YOUR ASSIGNMENT :: The text below explains how to read a segment mean histogram. List every software interface item it names by label: spreadsheets, column headers, commands, nodes, tabs and text boxes.

TEXT BLOCK ::
--- START ---
To do this, we first need to determine the appropriate number of copy number classes by examining the segment mean histogram and then discretize the covariates based on the determined thresholds.

The segment means can be accessed from the Segment List spreadsheet.

  • Open the Segment List spreadsheet, right-click on the Segment Mean column header (4) and choose Plot Histogram.

The histogram in Figure 2-9 appears (with a bin count of 128).

Figure 2-9. Segment Means Histogram

Figure 2-9. Segment Means Histogram

At first glance we can see the distribution is centered around zero as we’d expect, and we can see some additional peaks to the left and right. If you zoom in on the y-axis you can see the peaks more clearly.

  • To zoom click on the Graph 1 node in the Graph Control Interface, and then under the Graph tab enter 800 in the Y-Max text box under the Graph tab and hit Enter.
  • You may also wish to adjust the X axis.

You can now begin to see the peaks more clearly (Figure 2-10).

Figure 2-10. Histogram showing segment means in a four-state model

Figure 2-10. Histogram showing segment means in a four-state model

In this case it actually looks like there are four copy number classes. For the purpose of this tutorial we will make it simple and look for thresholds that distinguish a copy number loss, neutral, or gain, which at first glance appears to be around -0.15 and 0.15 (you can zoom in on the X-axis to see this more clearly).
--- END ---
ENTRIES SHOWN ::
--- START ---
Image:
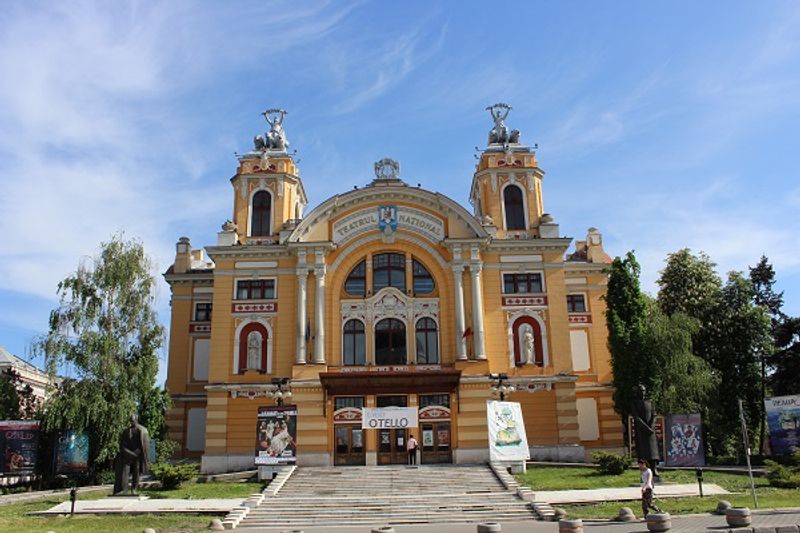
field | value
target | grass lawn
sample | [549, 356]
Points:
[562, 478]
[212, 489]
[13, 517]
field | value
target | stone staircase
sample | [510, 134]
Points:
[388, 495]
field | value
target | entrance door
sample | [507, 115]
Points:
[436, 443]
[349, 445]
[392, 447]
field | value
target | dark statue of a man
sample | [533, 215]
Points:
[131, 461]
[645, 423]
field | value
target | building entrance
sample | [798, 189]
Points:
[392, 446]
[349, 445]
[435, 442]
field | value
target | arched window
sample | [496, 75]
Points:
[427, 342]
[261, 214]
[390, 342]
[389, 270]
[356, 283]
[354, 348]
[528, 347]
[253, 348]
[423, 281]
[514, 207]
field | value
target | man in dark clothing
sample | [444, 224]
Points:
[134, 443]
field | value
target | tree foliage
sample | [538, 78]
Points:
[651, 348]
[105, 336]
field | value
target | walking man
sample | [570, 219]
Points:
[647, 488]
[411, 447]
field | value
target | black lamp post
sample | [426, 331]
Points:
[281, 391]
[499, 387]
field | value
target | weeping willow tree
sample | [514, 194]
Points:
[104, 338]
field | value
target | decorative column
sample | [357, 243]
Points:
[477, 311]
[302, 319]
[319, 317]
[461, 342]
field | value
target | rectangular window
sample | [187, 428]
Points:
[576, 303]
[340, 402]
[391, 401]
[525, 282]
[255, 289]
[439, 400]
[202, 312]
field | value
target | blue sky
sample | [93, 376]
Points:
[664, 124]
--- END ---
YOUR SOLUTION ::
- Segment List spreadsheet
- Segment Mean column header
- Plot Histogram
- Graph 1 node
- Graph Control Interface
- Graph tab
- Y-Max text box